Please copy the items below verbatim, from the line containing "For the image shown here, identify where the tree" through the end of the items.

+++

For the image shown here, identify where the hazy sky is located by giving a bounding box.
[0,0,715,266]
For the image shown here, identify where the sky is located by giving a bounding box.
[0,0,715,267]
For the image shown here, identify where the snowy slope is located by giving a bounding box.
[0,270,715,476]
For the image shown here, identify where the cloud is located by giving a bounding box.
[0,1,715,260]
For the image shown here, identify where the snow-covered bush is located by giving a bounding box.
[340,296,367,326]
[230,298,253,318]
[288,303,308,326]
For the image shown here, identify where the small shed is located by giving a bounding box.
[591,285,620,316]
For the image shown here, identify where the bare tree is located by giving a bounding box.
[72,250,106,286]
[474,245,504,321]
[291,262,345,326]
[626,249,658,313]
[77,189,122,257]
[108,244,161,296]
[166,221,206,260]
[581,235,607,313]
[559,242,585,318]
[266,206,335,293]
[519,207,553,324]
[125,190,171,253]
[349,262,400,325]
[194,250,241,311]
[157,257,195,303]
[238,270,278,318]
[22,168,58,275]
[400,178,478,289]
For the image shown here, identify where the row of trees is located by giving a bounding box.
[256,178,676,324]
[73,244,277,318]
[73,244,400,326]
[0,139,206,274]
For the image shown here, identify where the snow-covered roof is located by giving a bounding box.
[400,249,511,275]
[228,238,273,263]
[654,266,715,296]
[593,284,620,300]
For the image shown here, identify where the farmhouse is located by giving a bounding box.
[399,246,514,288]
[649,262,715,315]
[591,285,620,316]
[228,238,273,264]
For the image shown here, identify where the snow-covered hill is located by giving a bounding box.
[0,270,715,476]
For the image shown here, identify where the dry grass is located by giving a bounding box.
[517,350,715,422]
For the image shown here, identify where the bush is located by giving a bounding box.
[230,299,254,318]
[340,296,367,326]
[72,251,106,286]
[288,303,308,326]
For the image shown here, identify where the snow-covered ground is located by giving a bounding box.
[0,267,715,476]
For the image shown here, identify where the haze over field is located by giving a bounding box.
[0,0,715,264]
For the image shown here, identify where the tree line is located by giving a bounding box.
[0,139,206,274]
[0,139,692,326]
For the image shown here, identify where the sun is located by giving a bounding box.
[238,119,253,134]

+++

• **Solved exercise**
For the image shown here, identify where the tree line is located by giving a bounding box.
[0,139,206,274]
[0,139,692,326]
For the image shown here, identify where the sun is located by giving a bounding box.
[238,119,253,134]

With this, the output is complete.